Location labeling records
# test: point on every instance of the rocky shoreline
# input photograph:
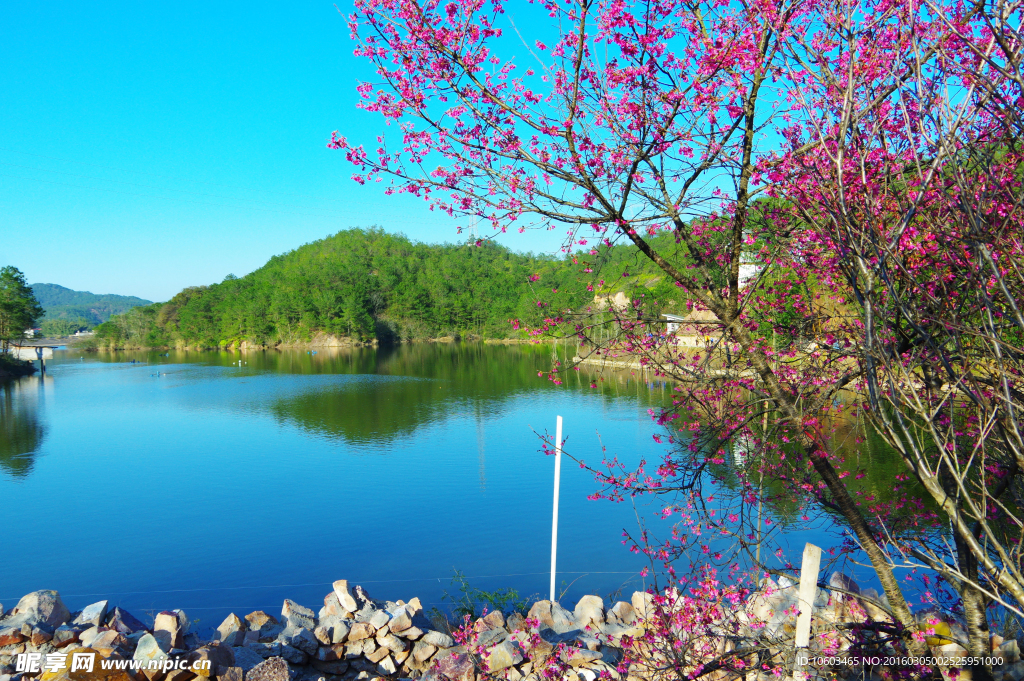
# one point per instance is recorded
(354, 637)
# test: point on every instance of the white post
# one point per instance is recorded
(554, 514)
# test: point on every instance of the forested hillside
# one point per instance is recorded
(370, 284)
(64, 303)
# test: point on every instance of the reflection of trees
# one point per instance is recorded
(20, 431)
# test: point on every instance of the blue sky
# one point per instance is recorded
(150, 146)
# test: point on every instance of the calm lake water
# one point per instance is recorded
(194, 481)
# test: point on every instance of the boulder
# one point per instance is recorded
(344, 596)
(360, 630)
(258, 620)
(148, 649)
(167, 629)
(621, 613)
(92, 615)
(246, 658)
(456, 664)
(590, 611)
(273, 669)
(298, 615)
(39, 607)
(231, 631)
(124, 622)
(503, 655)
(400, 621)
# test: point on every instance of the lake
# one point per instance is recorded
(226, 481)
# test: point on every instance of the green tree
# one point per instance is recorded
(18, 307)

◆ **Problem to work on**:
Print all of the entries word for word. Omit the pictures they contain.

◆ **Solution**:
# test: point on every instance of the rocky shoreline
# input photograph:
# one point per instance is recorded
(354, 637)
# test: point on every instance of the white post
# one point per instance is recorded
(554, 514)
# test: point on every instance of the forested hillside
# one point per instance is recorded
(370, 284)
(64, 303)
# test: point on every instance of the reflection of trees
# one point per instance is recorded
(20, 431)
# test: point on every instance of the blue sky
# one point per instance is recorded
(150, 146)
# test: point on every instance of the calm lake water
# one point per instance is recorded
(194, 481)
# test: point on every instance of the boulder
# one point per instance is recorded
(344, 596)
(360, 630)
(258, 620)
(148, 649)
(167, 629)
(621, 613)
(92, 615)
(246, 658)
(456, 664)
(590, 611)
(273, 669)
(298, 615)
(39, 607)
(231, 631)
(124, 622)
(503, 655)
(400, 621)
# test: point on every instance of the lake
# one point per instance is recorded
(226, 481)
# test: point on every instance of the green tree
# one point per instance is recorded
(18, 307)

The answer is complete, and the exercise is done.